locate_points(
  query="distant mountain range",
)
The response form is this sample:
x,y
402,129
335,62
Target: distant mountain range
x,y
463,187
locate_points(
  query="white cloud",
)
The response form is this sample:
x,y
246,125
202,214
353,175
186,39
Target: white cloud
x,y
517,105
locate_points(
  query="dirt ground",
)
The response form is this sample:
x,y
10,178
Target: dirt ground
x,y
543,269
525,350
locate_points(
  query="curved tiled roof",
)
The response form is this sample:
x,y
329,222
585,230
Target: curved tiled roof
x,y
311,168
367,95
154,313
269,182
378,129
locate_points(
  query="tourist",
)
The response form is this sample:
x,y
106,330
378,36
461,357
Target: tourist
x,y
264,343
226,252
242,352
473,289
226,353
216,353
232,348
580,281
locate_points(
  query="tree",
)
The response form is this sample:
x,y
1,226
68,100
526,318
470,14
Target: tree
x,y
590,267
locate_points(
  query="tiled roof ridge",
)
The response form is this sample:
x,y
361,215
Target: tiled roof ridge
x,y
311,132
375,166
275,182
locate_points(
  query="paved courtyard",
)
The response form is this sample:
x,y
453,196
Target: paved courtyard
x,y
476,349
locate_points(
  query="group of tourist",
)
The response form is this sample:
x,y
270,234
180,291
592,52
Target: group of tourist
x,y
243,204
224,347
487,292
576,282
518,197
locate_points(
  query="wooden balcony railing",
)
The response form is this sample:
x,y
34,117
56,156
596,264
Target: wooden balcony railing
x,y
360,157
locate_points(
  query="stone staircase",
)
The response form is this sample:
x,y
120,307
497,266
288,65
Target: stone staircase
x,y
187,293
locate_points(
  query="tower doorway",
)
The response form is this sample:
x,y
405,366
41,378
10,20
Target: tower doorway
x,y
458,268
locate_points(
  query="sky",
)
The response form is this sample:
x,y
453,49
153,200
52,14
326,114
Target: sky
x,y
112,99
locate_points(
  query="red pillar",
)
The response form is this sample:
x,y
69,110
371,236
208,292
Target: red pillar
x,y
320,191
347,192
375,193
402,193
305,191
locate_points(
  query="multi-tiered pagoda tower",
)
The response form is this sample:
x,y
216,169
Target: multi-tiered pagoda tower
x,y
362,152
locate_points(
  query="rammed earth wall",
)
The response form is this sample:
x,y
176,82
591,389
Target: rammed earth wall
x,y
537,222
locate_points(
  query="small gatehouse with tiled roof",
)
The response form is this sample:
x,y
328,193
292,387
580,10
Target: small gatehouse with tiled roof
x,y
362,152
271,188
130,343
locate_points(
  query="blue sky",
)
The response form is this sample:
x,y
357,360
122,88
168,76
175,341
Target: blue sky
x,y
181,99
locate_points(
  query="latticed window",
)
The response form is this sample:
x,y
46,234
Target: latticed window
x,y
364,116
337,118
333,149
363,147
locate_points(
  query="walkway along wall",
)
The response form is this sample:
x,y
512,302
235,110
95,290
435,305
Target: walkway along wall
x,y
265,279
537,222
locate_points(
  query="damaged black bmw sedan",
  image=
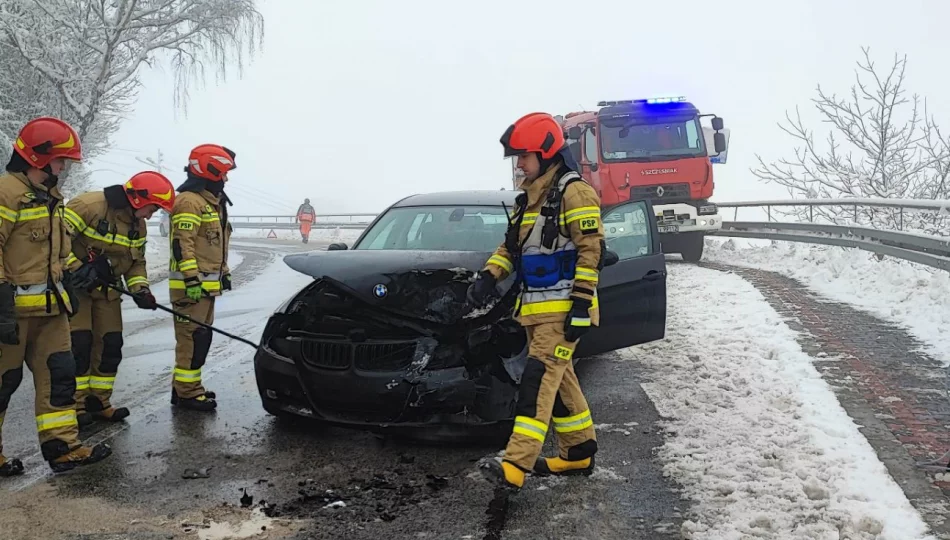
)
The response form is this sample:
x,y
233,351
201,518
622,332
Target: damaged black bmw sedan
x,y
383,337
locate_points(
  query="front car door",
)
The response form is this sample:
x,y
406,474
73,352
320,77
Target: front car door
x,y
632,292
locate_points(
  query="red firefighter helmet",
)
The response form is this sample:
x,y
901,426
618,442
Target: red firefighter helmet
x,y
211,162
535,132
150,188
43,139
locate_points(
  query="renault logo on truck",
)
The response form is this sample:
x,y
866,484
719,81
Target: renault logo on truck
x,y
649,172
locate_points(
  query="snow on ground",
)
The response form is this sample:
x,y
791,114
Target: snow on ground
x,y
914,296
756,438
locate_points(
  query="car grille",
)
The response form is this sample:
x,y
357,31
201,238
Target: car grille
x,y
668,194
383,356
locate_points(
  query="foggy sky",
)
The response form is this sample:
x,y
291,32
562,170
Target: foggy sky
x,y
356,104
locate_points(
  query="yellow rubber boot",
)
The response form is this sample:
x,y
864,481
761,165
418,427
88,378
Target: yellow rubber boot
x,y
564,467
504,474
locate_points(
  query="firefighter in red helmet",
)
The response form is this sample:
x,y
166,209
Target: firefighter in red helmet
x,y
199,273
108,230
554,245
34,300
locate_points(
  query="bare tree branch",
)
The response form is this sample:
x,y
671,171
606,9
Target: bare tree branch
x,y
880,145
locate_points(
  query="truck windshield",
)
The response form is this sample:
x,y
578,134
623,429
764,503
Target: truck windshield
x,y
645,139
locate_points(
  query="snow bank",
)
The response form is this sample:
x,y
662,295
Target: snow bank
x,y
913,296
757,439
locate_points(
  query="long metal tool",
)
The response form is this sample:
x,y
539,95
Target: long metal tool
x,y
189,319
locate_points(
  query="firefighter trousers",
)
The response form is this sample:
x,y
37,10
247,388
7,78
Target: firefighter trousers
x,y
44,347
97,347
550,391
192,344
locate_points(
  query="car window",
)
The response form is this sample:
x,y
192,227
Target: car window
x,y
444,228
627,231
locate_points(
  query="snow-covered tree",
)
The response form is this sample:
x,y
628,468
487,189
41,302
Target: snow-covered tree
x,y
881,144
82,59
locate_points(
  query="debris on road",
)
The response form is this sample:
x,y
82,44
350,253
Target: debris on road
x,y
382,497
193,474
246,499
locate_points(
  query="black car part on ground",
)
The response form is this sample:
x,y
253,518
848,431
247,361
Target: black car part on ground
x,y
424,357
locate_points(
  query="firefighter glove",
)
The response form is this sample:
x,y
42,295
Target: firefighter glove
x,y
93,273
8,326
482,290
578,319
145,299
193,289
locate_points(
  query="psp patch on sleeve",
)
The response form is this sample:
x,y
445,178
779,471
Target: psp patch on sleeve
x,y
589,225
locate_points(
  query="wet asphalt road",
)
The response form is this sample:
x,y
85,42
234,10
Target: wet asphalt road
x,y
378,487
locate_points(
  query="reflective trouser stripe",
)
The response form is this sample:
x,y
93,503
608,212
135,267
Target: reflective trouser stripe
x,y
573,423
188,265
136,280
101,383
179,285
529,427
549,306
46,422
188,375
502,262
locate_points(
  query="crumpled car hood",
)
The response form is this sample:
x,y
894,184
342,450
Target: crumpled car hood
x,y
428,285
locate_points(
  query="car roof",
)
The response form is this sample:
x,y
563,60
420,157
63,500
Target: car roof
x,y
483,197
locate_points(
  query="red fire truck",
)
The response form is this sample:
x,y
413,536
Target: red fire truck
x,y
653,149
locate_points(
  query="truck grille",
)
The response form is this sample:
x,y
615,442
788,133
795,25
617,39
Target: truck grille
x,y
662,193
331,354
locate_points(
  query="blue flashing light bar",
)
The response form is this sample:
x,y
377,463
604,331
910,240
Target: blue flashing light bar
x,y
648,101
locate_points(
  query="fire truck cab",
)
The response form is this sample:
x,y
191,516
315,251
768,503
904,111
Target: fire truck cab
x,y
654,149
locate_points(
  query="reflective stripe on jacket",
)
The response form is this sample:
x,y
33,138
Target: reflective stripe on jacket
x,y
111,232
577,247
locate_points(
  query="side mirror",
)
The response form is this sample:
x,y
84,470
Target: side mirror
x,y
719,140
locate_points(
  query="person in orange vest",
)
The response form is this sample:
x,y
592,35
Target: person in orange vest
x,y
306,215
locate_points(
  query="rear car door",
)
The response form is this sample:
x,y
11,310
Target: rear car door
x,y
632,291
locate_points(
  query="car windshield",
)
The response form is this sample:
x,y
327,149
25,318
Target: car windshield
x,y
438,228
626,139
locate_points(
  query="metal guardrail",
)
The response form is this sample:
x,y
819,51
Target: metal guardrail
x,y
933,251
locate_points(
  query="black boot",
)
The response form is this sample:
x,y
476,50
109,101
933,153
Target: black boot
x,y
12,467
201,403
80,457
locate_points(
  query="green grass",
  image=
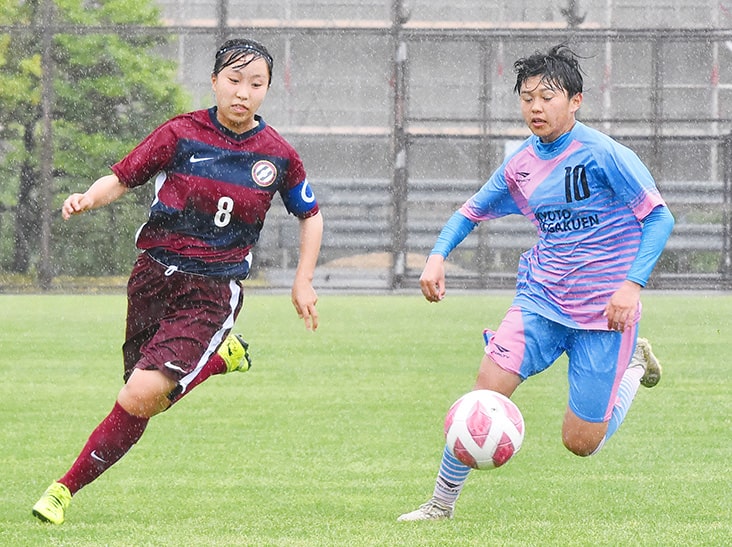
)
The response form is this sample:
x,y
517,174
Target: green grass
x,y
333,434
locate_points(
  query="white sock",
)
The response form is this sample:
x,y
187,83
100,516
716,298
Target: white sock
x,y
450,479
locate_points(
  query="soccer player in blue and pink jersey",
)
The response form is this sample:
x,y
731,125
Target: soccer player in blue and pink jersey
x,y
602,225
215,172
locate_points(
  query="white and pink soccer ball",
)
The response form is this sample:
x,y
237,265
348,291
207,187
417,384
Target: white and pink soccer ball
x,y
484,429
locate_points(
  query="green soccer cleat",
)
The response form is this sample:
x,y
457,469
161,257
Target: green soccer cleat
x,y
643,356
53,504
432,510
235,353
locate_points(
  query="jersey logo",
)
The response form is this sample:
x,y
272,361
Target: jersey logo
x,y
194,159
264,173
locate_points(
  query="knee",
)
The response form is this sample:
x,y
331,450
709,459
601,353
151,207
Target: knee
x,y
145,395
582,443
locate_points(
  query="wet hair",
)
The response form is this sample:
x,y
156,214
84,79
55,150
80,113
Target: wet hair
x,y
239,52
559,69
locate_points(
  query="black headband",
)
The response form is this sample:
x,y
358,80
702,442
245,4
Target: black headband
x,y
244,48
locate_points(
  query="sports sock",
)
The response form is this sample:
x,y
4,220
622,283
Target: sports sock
x,y
629,384
111,440
450,479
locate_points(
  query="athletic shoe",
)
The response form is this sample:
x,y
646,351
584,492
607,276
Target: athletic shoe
x,y
643,356
53,504
235,353
432,510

+ + + + + + +

EXERCISE OBJECTIVE: Select every line in the rows above that contains the word "paved", and copy each one.

RESULT OF THIS EXERCISE:
  query="paved courtyard",
Target: paved courtyard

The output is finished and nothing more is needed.